- _Pointing records_:
-- start --
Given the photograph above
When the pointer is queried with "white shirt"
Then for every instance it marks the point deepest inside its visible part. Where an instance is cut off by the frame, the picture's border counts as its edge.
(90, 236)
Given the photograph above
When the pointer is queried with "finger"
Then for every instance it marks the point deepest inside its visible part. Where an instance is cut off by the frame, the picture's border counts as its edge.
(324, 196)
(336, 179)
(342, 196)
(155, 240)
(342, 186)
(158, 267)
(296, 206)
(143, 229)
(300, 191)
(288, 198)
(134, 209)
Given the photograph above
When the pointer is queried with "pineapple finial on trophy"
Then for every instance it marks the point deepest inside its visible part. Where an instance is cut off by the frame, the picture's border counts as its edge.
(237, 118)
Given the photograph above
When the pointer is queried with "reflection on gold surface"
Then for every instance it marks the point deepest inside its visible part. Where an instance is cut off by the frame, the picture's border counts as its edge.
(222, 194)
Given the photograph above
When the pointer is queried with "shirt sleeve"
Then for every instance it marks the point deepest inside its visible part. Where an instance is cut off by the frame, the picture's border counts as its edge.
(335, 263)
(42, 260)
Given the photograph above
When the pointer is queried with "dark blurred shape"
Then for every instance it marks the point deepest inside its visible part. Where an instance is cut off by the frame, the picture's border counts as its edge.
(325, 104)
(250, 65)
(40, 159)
-- end --
- _Stated problem_: Reproduce all of the data exactly as given.

- _Answer to this exercise_:
Given the photograph above
When the pointer is queried with "white shirt"
Then for every instance it marks the point deepest inside its visible part. Where an instance is cut off by the frame, the picture's border counts as its edge.
(90, 236)
Given the photograph above
When the pointer is queried with "finger"
Then for every instance it marks the point deepest inside its visible part. Where an instance is cut off by the frame, the picture's border counts as its edge.
(324, 196)
(336, 179)
(342, 196)
(155, 240)
(342, 186)
(158, 267)
(296, 206)
(143, 229)
(300, 191)
(288, 198)
(134, 209)
Given the photograph above
When the pointer is queried with "pineapple finial on trophy"
Then for every instance it marks the point deepest inside its visible part. Where an instance is cut off by the frame, the picture's border counts as its edge.
(237, 118)
Given the photograph above
When the pointer is queried with "reflection on gold surface"
Then for every instance it marks the point deepest inside its visible part. Where an instance is cut off by the frame, the picture's border counts as its edge.
(222, 194)
Given the photograph above
When the pointer is queried with "shirt sleeve"
Then for every instance it marks the point deepest inside its visible part. Where an instance is cut off by the frame, the picture's border counts as its edge.
(335, 263)
(42, 260)
Given the photograph above
When the pointer is queried with "dark blurred shape"
Then for every instance it marks the point deepest inside its visible part. Where an instance is cut off by the frame, the picture's border counts as its edge.
(325, 104)
(250, 65)
(40, 159)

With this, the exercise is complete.